Do this: Output all of the data below exactly as given.

* START *

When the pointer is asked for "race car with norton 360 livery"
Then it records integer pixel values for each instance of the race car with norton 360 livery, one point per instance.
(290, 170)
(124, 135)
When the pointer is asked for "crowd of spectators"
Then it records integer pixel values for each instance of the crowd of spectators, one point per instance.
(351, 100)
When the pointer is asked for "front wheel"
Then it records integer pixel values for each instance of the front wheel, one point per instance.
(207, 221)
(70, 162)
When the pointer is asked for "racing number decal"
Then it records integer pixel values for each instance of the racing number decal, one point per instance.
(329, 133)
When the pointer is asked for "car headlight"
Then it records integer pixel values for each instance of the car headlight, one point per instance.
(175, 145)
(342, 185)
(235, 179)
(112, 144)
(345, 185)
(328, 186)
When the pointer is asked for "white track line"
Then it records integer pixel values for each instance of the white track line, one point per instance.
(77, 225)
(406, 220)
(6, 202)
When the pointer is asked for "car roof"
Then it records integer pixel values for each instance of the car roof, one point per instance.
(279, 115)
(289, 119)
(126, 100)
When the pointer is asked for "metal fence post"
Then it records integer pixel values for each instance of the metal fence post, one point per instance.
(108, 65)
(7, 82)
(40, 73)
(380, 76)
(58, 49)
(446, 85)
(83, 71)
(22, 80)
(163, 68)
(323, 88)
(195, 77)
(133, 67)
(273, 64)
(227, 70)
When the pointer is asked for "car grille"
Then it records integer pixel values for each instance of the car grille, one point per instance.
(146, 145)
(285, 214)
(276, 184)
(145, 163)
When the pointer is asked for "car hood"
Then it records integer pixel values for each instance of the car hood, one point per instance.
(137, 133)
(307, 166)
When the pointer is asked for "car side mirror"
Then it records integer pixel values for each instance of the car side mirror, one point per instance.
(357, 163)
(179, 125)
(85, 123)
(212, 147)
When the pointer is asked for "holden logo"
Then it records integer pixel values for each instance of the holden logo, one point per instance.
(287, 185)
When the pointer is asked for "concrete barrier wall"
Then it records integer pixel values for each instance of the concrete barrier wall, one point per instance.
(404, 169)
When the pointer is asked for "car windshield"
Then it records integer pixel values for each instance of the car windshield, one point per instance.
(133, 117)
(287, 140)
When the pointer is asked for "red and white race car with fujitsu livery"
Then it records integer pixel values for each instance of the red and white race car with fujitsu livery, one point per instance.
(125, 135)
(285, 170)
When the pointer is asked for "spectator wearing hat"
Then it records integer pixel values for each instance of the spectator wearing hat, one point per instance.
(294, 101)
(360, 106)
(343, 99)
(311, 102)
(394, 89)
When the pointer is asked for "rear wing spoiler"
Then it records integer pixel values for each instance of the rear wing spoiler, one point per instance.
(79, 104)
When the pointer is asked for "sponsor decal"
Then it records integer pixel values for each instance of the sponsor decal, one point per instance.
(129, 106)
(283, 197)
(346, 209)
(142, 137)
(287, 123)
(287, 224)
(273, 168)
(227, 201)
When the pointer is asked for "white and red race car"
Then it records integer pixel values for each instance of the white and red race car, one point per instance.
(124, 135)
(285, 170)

* END *

Task output:
When the pointer is asked for "race car with norton 360 livery"
Then it records integer pixel values for each instance of the race car with norton 360 livery, one point per instance.
(290, 170)
(124, 135)
When the pointer is asked for "crowd of spectators"
Then it records integer pixel values for each instance of the crowd of spectators, one point per instance.
(351, 100)
When the pointer is asked for "front wheel"
Then it records integer pixel values for each instance of the front wheel, one point per instance.
(207, 221)
(70, 162)
When the pointer is asked for "racing number decal"
Then it records integer pixel values for each instance of the racing number decal, one point per instance.
(329, 133)
When the pointer is asked for "car headlight"
Then it records integer pixel values for each instance of the car headlight, one point per instance.
(175, 145)
(342, 185)
(235, 179)
(112, 144)
(345, 185)
(328, 186)
When the pointer is asked for "white track line"
Then it records integer pixel values for each instance of the white track line, one point per instance.
(77, 225)
(406, 220)
(6, 202)
When the pointer is asked for "car roof"
Then it records integer pixel values for each instance of the car roof, one point per instance.
(279, 115)
(289, 119)
(126, 100)
When the pointer is asked for "metal fence post"
Then it records integer pixel values for each instance of the metal fence post, one point per instance.
(108, 65)
(7, 82)
(40, 73)
(380, 76)
(58, 49)
(446, 85)
(83, 71)
(22, 80)
(163, 68)
(323, 88)
(195, 77)
(133, 67)
(273, 64)
(227, 70)
When the pointer is asked for "car grille"
Then it records integer pixel values for each instance of the car grille, one point per instance.
(146, 145)
(285, 214)
(276, 184)
(145, 163)
When the pointer is asked for "car hood"
Then it records integer pixel values for each instance of the car hood, one point per instance.
(137, 133)
(307, 166)
When the pointer is asked for "car side mirror"
Then it records integer pixel values for each instance of the car side mirror, one point per instance.
(357, 163)
(179, 125)
(85, 123)
(212, 147)
When the pointer is asked for "holden logo"
Then it records integer pixel values for each instance of the holden logo, one point per instance.
(287, 185)
When the pointer is asked for "concrete barrier wall"
Then it records integer pixel values for each instance of the concrete barrier wall, one point per instance.
(404, 169)
When the pointer is asked for "car windshield"
Then it records integer pixel values for each instance of the car windshield, one point per instance.
(133, 117)
(287, 140)
When the pointer is asked for "red and white race car with fujitsu livery"
Then it records integer pixel values for each instance of the red and white race car with fujitsu livery, one point per instance.
(125, 135)
(285, 170)
When the pointer is asked for "spectator wearing hat"
Then it records integer pixel values for each instance of the spectator wearing hat, one point per instance.
(294, 101)
(360, 106)
(343, 99)
(311, 102)
(394, 89)
When the pointer is asked for "rear wing spoiler"
Then it records integer pixel values for each instance of the rear wing spoiler, one point per instance.
(79, 104)
When the pointer is asked for "sponsor decal"
Then it records integer pixel values for each instance of the sponsor decal, one point per instance.
(129, 106)
(283, 197)
(346, 209)
(142, 137)
(287, 123)
(287, 224)
(273, 168)
(227, 201)
When the pointer is asked for "white and red race car"
Then it records integer pixel values for each instance of the white and red race car, one point per instance.
(124, 135)
(285, 170)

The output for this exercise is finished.